Task prompt:
Return, unchanged and with no pictures, the lines below from the very first through the one that contains "Target: asphalt road".

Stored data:
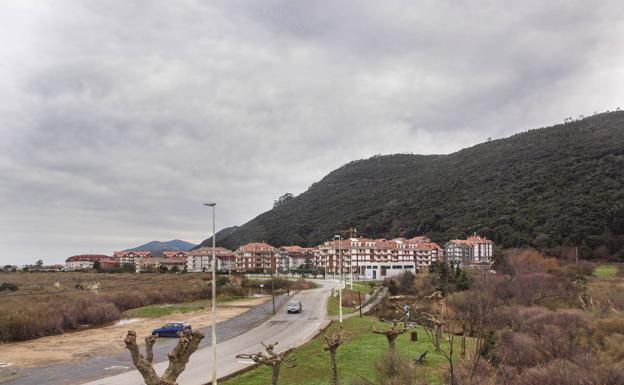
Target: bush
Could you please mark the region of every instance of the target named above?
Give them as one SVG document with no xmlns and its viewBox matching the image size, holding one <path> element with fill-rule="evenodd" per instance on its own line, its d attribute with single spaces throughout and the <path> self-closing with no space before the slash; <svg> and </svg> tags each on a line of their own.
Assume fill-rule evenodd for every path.
<svg viewBox="0 0 624 385">
<path fill-rule="evenodd" d="M 8 283 L 8 282 L 0 284 L 0 291 L 5 291 L 5 290 L 17 291 L 17 285 L 14 283 Z"/>
</svg>

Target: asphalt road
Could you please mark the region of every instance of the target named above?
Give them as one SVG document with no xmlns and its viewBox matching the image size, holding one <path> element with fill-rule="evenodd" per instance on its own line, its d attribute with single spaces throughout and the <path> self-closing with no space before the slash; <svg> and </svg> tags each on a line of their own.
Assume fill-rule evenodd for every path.
<svg viewBox="0 0 624 385">
<path fill-rule="evenodd" d="M 277 351 L 299 346 L 316 335 L 329 321 L 326 319 L 327 298 L 332 289 L 331 282 L 319 282 L 319 288 L 305 290 L 292 296 L 303 304 L 302 314 L 287 314 L 286 308 L 268 321 L 248 332 L 240 334 L 227 341 L 217 343 L 217 376 L 235 373 L 252 365 L 252 361 L 235 358 L 239 353 L 256 353 L 263 351 L 261 342 L 279 342 Z M 210 339 L 210 334 L 205 339 Z M 158 373 L 163 373 L 168 361 L 161 361 L 155 365 Z M 211 381 L 212 350 L 203 348 L 197 350 L 186 366 L 186 370 L 178 378 L 179 385 L 204 385 Z M 122 373 L 116 376 L 105 377 L 87 383 L 87 385 L 139 385 L 143 378 L 136 371 Z"/>
</svg>

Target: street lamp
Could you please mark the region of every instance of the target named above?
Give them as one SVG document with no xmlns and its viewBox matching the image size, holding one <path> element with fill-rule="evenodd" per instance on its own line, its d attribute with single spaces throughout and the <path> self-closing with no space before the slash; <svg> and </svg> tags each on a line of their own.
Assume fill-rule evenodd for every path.
<svg viewBox="0 0 624 385">
<path fill-rule="evenodd" d="M 334 239 L 338 239 L 338 314 L 340 315 L 340 323 L 342 323 L 342 248 L 340 247 L 342 237 L 340 235 L 334 235 Z"/>
<path fill-rule="evenodd" d="M 214 202 L 204 203 L 204 206 L 212 207 L 212 385 L 217 385 L 217 256 L 215 232 L 215 206 Z"/>
</svg>

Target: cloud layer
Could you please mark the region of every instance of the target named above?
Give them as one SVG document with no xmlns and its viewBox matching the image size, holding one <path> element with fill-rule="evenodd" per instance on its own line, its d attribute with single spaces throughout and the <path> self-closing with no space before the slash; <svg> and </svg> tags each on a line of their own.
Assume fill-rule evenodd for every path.
<svg viewBox="0 0 624 385">
<path fill-rule="evenodd" d="M 209 236 L 350 160 L 624 106 L 621 1 L 0 12 L 0 263 Z"/>
</svg>

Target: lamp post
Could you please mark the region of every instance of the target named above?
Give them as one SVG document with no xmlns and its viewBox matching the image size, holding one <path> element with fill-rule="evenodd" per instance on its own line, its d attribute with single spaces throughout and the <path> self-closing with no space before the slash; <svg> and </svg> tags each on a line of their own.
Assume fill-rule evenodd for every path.
<svg viewBox="0 0 624 385">
<path fill-rule="evenodd" d="M 212 385 L 217 385 L 217 256 L 216 256 L 216 232 L 215 232 L 215 206 L 214 202 L 204 203 L 204 206 L 212 207 Z"/>
<path fill-rule="evenodd" d="M 340 241 L 342 237 L 340 235 L 334 235 L 334 239 L 338 239 L 338 314 L 340 323 L 342 323 L 342 247 Z"/>
</svg>

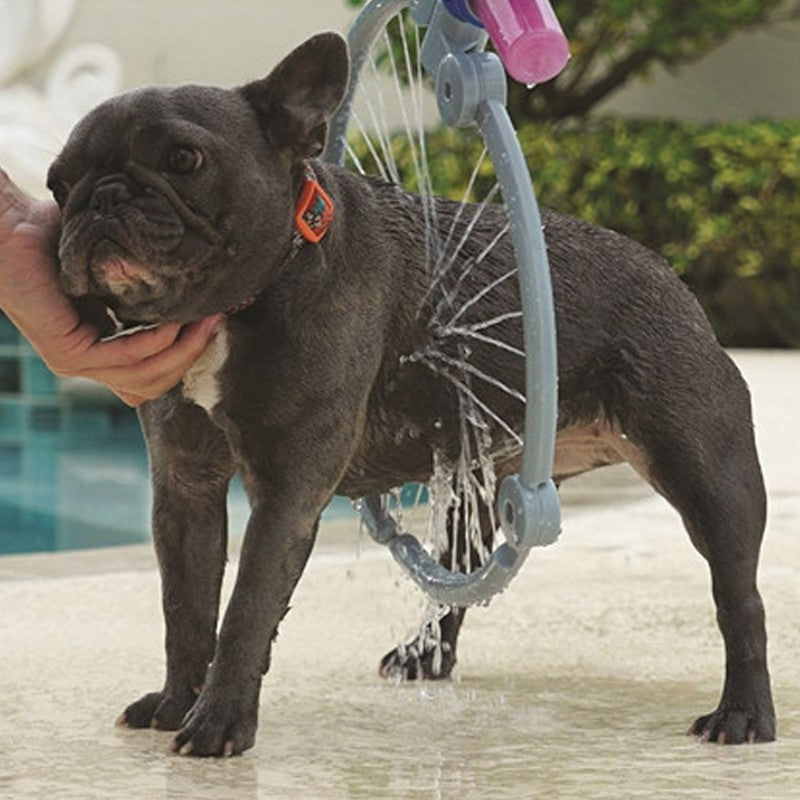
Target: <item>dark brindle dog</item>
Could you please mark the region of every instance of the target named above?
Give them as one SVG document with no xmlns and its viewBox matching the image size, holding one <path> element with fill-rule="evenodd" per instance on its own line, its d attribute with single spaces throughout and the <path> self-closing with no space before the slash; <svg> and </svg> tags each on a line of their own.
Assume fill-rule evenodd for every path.
<svg viewBox="0 0 800 800">
<path fill-rule="evenodd" d="M 335 214 L 319 243 L 295 231 L 298 197 L 309 186 L 320 213 L 305 215 L 307 232 L 314 238 L 330 222 L 308 159 L 320 153 L 347 73 L 343 40 L 323 34 L 240 89 L 131 92 L 91 112 L 50 170 L 69 292 L 99 298 L 129 322 L 227 312 L 182 385 L 141 409 L 167 676 L 123 720 L 178 729 L 174 747 L 184 753 L 253 745 L 271 642 L 331 496 L 424 481 L 434 450 L 452 456 L 459 447 L 452 383 L 402 358 L 452 347 L 436 341 L 425 301 L 420 199 L 314 162 Z M 459 235 L 455 208 L 439 201 L 436 219 L 442 231 L 455 222 Z M 708 560 L 726 648 L 719 707 L 693 731 L 720 742 L 773 739 L 756 589 L 765 495 L 744 381 L 662 259 L 555 213 L 544 222 L 558 325 L 556 477 L 628 461 L 678 510 Z M 503 224 L 500 207 L 487 210 L 461 260 Z M 508 239 L 461 281 L 459 302 L 513 266 Z M 465 324 L 517 307 L 513 284 L 487 293 Z M 519 319 L 494 333 L 519 346 Z M 522 390 L 517 355 L 474 342 L 470 358 Z M 474 388 L 521 428 L 518 400 L 488 382 Z M 410 429 L 420 434 L 398 436 Z M 493 433 L 497 472 L 507 474 L 517 456 Z M 217 635 L 235 472 L 252 513 Z M 443 674 L 462 613 L 444 620 Z M 432 671 L 426 653 L 417 663 L 392 653 L 383 668 Z"/>
</svg>

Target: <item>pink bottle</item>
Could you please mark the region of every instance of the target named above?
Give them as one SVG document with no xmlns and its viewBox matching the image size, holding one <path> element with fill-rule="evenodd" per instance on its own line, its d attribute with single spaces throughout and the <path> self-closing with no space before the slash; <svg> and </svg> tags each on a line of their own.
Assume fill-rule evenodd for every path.
<svg viewBox="0 0 800 800">
<path fill-rule="evenodd" d="M 531 85 L 555 78 L 569 44 L 548 0 L 471 0 L 508 74 Z"/>
</svg>

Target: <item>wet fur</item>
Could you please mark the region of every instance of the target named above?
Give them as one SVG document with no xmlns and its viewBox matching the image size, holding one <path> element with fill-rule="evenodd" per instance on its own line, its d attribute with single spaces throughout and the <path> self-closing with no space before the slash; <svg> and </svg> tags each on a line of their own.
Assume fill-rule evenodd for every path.
<svg viewBox="0 0 800 800">
<path fill-rule="evenodd" d="M 452 384 L 407 359 L 428 346 L 455 347 L 458 354 L 452 337 L 431 326 L 419 198 L 316 163 L 335 202 L 335 223 L 320 245 L 286 257 L 302 165 L 321 146 L 346 70 L 341 40 L 323 35 L 240 90 L 183 87 L 123 96 L 79 125 L 51 170 L 52 185 L 70 186 L 61 255 L 66 285 L 76 293 L 114 305 L 123 318 L 155 320 L 194 319 L 256 297 L 225 322 L 225 357 L 210 368 L 217 394 L 204 395 L 211 397 L 208 410 L 190 399 L 196 387 L 179 386 L 140 414 L 152 465 L 167 677 L 161 690 L 130 705 L 123 721 L 178 729 L 174 747 L 195 755 L 252 746 L 272 641 L 331 496 L 425 480 L 434 449 L 459 447 Z M 153 190 L 149 178 L 145 191 L 141 170 L 132 175 L 129 162 L 138 159 L 159 173 L 153 154 L 167 147 L 170 126 L 187 119 L 202 129 L 198 135 L 219 163 L 210 160 L 194 182 L 171 178 L 177 200 Z M 136 138 L 145 123 L 167 131 L 149 149 Z M 107 221 L 98 215 L 101 205 Z M 455 209 L 439 201 L 442 230 Z M 142 215 L 151 220 L 144 230 L 159 231 L 160 239 L 130 230 L 130 221 L 118 223 Z M 480 252 L 503 222 L 502 209 L 488 209 L 463 259 Z M 728 742 L 772 739 L 755 584 L 765 495 L 747 387 L 661 258 L 553 212 L 544 222 L 558 328 L 557 478 L 627 460 L 675 506 L 709 562 L 726 644 L 719 708 L 694 730 Z M 107 244 L 109 230 L 114 241 L 123 240 L 116 252 Z M 106 244 L 98 249 L 98 241 Z M 116 280 L 120 272 L 108 259 L 134 257 L 149 270 L 147 281 L 122 290 L 109 285 L 108 275 Z M 464 282 L 458 302 L 512 264 L 504 237 Z M 486 319 L 517 306 L 511 280 L 467 316 Z M 521 346 L 518 320 L 494 333 Z M 477 342 L 471 347 L 472 363 L 522 389 L 521 358 Z M 478 383 L 481 398 L 519 429 L 519 401 Z M 418 435 L 398 435 L 408 430 Z M 502 433 L 495 438 L 501 441 Z M 506 450 L 499 472 L 514 462 Z M 217 634 L 225 498 L 236 472 L 252 514 Z M 443 622 L 450 647 L 445 673 L 462 618 L 455 611 Z M 384 668 L 430 674 L 425 658 L 414 672 L 393 652 Z"/>
</svg>

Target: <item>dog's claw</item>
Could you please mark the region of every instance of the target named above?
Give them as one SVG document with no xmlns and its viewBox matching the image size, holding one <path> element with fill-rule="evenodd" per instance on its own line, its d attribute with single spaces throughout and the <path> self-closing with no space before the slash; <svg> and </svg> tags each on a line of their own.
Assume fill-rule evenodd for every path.
<svg viewBox="0 0 800 800">
<path fill-rule="evenodd" d="M 195 701 L 193 694 L 177 697 L 166 692 L 151 692 L 131 703 L 117 717 L 116 724 L 125 728 L 155 728 L 176 731 Z"/>
<path fill-rule="evenodd" d="M 717 709 L 698 717 L 688 734 L 716 744 L 771 742 L 775 739 L 775 719 L 772 714 L 755 711 Z"/>
<path fill-rule="evenodd" d="M 205 689 L 181 723 L 173 740 L 173 750 L 182 756 L 241 755 L 255 743 L 258 725 L 258 690 L 238 695 Z"/>
<path fill-rule="evenodd" d="M 422 648 L 419 640 L 404 647 L 390 650 L 378 665 L 378 674 L 382 678 L 399 681 L 441 680 L 449 678 L 456 657 L 449 643 L 442 642 L 438 653 L 432 647 Z"/>
</svg>

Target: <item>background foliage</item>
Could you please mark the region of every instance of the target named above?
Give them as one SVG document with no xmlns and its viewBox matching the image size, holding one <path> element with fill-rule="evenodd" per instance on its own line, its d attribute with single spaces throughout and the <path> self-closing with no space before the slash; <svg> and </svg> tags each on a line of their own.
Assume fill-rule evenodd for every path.
<svg viewBox="0 0 800 800">
<path fill-rule="evenodd" d="M 529 122 L 518 135 L 541 204 L 666 256 L 724 344 L 800 347 L 800 121 L 601 118 Z M 413 174 L 405 138 L 395 146 Z M 460 199 L 482 143 L 442 129 L 428 148 L 435 190 Z M 494 182 L 484 166 L 477 196 Z"/>
<path fill-rule="evenodd" d="M 675 68 L 737 32 L 800 17 L 800 2 L 551 1 L 569 65 L 533 91 L 509 84 L 542 204 L 662 253 L 724 344 L 800 347 L 800 120 L 700 126 L 589 113 L 656 65 Z M 462 196 L 480 146 L 463 132 L 432 133 L 438 191 Z"/>
</svg>

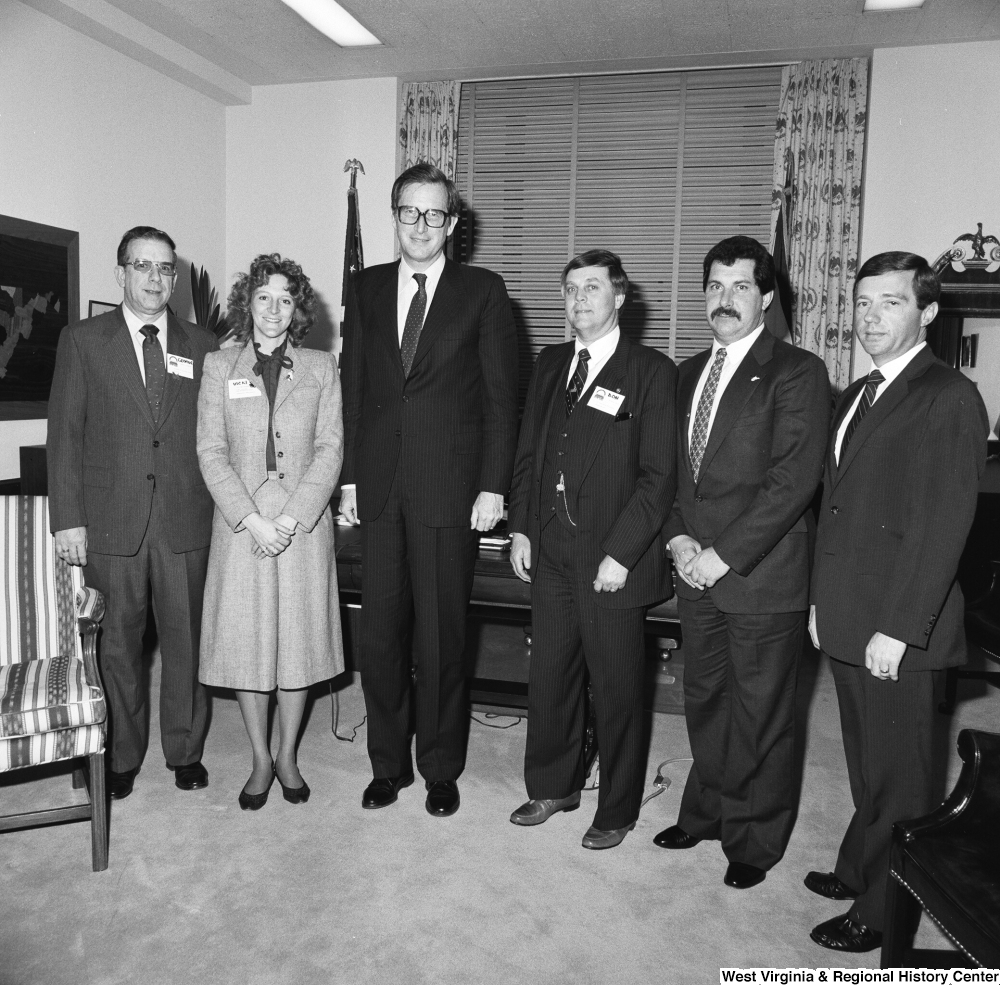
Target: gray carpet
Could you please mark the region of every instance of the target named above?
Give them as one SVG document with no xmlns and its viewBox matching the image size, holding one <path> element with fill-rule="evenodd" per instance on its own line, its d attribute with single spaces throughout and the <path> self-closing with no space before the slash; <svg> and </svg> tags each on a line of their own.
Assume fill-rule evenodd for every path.
<svg viewBox="0 0 1000 985">
<path fill-rule="evenodd" d="M 205 753 L 208 789 L 175 789 L 155 738 L 134 794 L 112 806 L 108 871 L 91 872 L 84 823 L 0 835 L 0 985 L 669 985 L 717 982 L 720 966 L 878 967 L 877 951 L 838 956 L 809 940 L 814 924 L 846 909 L 802 877 L 833 867 L 850 797 L 829 667 L 811 655 L 802 666 L 798 822 L 784 860 L 754 889 L 723 885 L 717 843 L 653 845 L 676 818 L 686 762 L 665 768 L 669 788 L 614 850 L 580 847 L 594 792 L 541 827 L 510 824 L 524 800 L 524 722 L 473 722 L 454 817 L 425 812 L 419 781 L 367 812 L 365 729 L 353 744 L 337 741 L 331 699 L 319 695 L 299 752 L 312 799 L 287 804 L 275 785 L 263 810 L 245 813 L 236 798 L 249 747 L 236 702 L 223 697 Z M 340 695 L 340 730 L 350 734 L 364 715 L 361 690 Z M 995 690 L 968 682 L 959 697 L 954 717 L 940 717 L 942 795 L 958 773 L 958 730 L 1000 730 Z M 647 792 L 658 763 L 689 754 L 682 717 L 653 719 Z M 65 774 L 15 777 L 0 777 L 5 813 L 81 796 Z M 943 942 L 922 926 L 918 943 Z"/>
</svg>

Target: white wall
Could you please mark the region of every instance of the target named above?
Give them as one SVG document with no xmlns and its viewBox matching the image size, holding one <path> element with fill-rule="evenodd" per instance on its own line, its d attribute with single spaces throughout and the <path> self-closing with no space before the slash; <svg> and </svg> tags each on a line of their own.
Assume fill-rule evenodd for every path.
<svg viewBox="0 0 1000 985">
<path fill-rule="evenodd" d="M 396 80 L 256 86 L 226 109 L 226 288 L 259 253 L 302 265 L 323 311 L 308 345 L 339 351 L 349 175 L 357 158 L 365 266 L 393 258 Z"/>
<path fill-rule="evenodd" d="M 975 232 L 977 222 L 1000 236 L 1000 126 L 993 91 L 998 77 L 1000 41 L 876 50 L 862 260 L 884 250 L 912 250 L 933 262 L 956 236 Z M 983 334 L 979 344 L 981 358 L 993 348 L 984 346 Z M 870 368 L 856 345 L 854 378 Z M 995 373 L 1000 376 L 1000 364 Z M 987 407 L 995 422 L 1000 394 L 987 399 Z"/>
<path fill-rule="evenodd" d="M 81 316 L 90 300 L 121 299 L 115 251 L 130 226 L 167 230 L 182 258 L 222 279 L 223 106 L 2 0 L 0 128 L 0 213 L 80 233 Z M 188 283 L 185 271 L 181 315 Z M 44 425 L 0 421 L 0 479 L 20 474 L 19 445 L 39 441 Z"/>
</svg>

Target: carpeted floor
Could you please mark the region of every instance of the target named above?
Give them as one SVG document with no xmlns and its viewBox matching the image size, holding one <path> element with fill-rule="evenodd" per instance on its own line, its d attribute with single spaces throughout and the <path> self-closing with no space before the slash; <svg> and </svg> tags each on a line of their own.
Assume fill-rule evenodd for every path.
<svg viewBox="0 0 1000 985">
<path fill-rule="evenodd" d="M 959 696 L 954 717 L 939 719 L 942 795 L 958 772 L 958 730 L 1000 730 L 995 690 L 967 682 Z M 258 813 L 236 802 L 250 757 L 232 698 L 214 702 L 202 791 L 175 789 L 154 712 L 135 792 L 112 805 L 106 872 L 90 870 L 86 824 L 0 835 L 0 985 L 671 985 L 717 982 L 720 966 L 878 967 L 877 951 L 839 956 L 809 940 L 846 910 L 802 878 L 833 867 L 850 797 L 832 677 L 811 654 L 799 697 L 798 822 L 784 860 L 742 892 L 723 885 L 717 843 L 652 843 L 676 818 L 686 762 L 664 769 L 669 788 L 620 847 L 589 852 L 580 838 L 596 793 L 538 828 L 508 822 L 525 796 L 525 722 L 473 722 L 462 807 L 442 820 L 425 812 L 419 781 L 392 807 L 361 810 L 365 728 L 353 744 L 335 739 L 329 694 L 311 705 L 299 752 L 312 799 L 287 804 L 275 785 Z M 358 684 L 340 692 L 340 710 L 349 735 L 364 715 Z M 648 792 L 658 763 L 689 752 L 683 717 L 653 718 Z M 15 778 L 0 777 L 4 813 L 81 796 L 66 774 Z M 942 939 L 923 926 L 918 942 Z"/>
</svg>

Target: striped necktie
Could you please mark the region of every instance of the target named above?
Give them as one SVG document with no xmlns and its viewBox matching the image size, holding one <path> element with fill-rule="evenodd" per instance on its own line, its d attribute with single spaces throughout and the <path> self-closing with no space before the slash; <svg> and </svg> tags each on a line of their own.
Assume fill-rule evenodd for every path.
<svg viewBox="0 0 1000 985">
<path fill-rule="evenodd" d="M 580 395 L 587 388 L 587 362 L 589 359 L 590 353 L 586 349 L 581 349 L 577 354 L 576 369 L 573 371 L 573 379 L 569 381 L 569 386 L 566 387 L 567 417 L 573 413 L 573 408 L 576 406 L 576 402 L 580 399 Z"/>
<path fill-rule="evenodd" d="M 850 423 L 847 425 L 847 430 L 844 432 L 844 440 L 840 443 L 840 458 L 837 460 L 837 464 L 844 460 L 844 452 L 847 451 L 847 445 L 851 438 L 854 436 L 854 432 L 857 431 L 858 425 L 864 420 L 865 414 L 871 410 L 871 406 L 875 403 L 875 391 L 879 388 L 880 383 L 885 382 L 885 377 L 877 370 L 873 369 L 868 374 L 868 382 L 865 384 L 865 392 L 861 394 L 861 403 L 858 404 L 851 416 Z"/>
<path fill-rule="evenodd" d="M 705 457 L 708 446 L 708 422 L 712 416 L 712 404 L 715 401 L 715 391 L 719 388 L 719 377 L 722 376 L 722 366 L 726 361 L 725 347 L 715 354 L 715 362 L 705 381 L 705 389 L 701 391 L 698 401 L 698 411 L 694 415 L 694 429 L 691 432 L 691 472 L 694 481 L 698 481 L 701 471 L 701 460 Z"/>
<path fill-rule="evenodd" d="M 417 282 L 417 293 L 413 295 L 410 310 L 406 313 L 403 338 L 399 343 L 405 376 L 410 375 L 413 357 L 417 354 L 417 343 L 420 341 L 420 330 L 424 327 L 424 312 L 427 310 L 427 274 L 414 274 L 413 279 Z"/>
<path fill-rule="evenodd" d="M 153 420 L 159 421 L 163 386 L 167 381 L 163 350 L 156 338 L 160 330 L 155 325 L 143 325 L 140 331 L 146 336 L 142 342 L 142 365 L 146 371 L 146 399 L 149 401 L 149 409 L 153 412 Z"/>
</svg>

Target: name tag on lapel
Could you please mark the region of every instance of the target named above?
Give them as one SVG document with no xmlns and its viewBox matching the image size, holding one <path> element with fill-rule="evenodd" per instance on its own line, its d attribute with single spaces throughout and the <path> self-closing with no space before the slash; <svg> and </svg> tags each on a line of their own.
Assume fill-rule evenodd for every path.
<svg viewBox="0 0 1000 985">
<path fill-rule="evenodd" d="M 594 410 L 602 410 L 605 414 L 614 417 L 624 401 L 624 393 L 615 393 L 614 390 L 605 390 L 604 387 L 598 386 L 594 387 L 594 392 L 590 395 L 587 406 L 593 407 Z"/>
<path fill-rule="evenodd" d="M 240 397 L 259 397 L 260 390 L 249 380 L 230 380 L 229 399 L 238 400 Z"/>
<path fill-rule="evenodd" d="M 172 352 L 167 353 L 167 372 L 174 376 L 183 376 L 185 379 L 194 379 L 194 360 L 185 359 L 183 356 L 175 356 Z"/>
</svg>

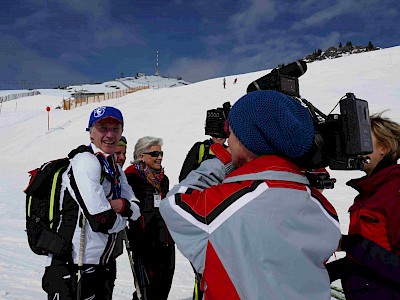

Worked solution:
Target: bush
Could you please mark the region of every instance of the target named above?
Give them as one SVG document with no xmlns and its viewBox matching the image size, holding one <path> element with fill-rule="evenodd" per instance on its own line, its d attribute with single spaces throughout and the <path> self-closing with no space before the slash; <svg> and </svg> tags each on a line of their own.
Assume fill-rule evenodd for every path.
<svg viewBox="0 0 624 385">
<path fill-rule="evenodd" d="M 8 283 L 8 282 L 0 284 L 0 291 L 5 291 L 5 290 L 17 291 L 17 285 L 14 283 Z"/>
</svg>

Target: asphalt road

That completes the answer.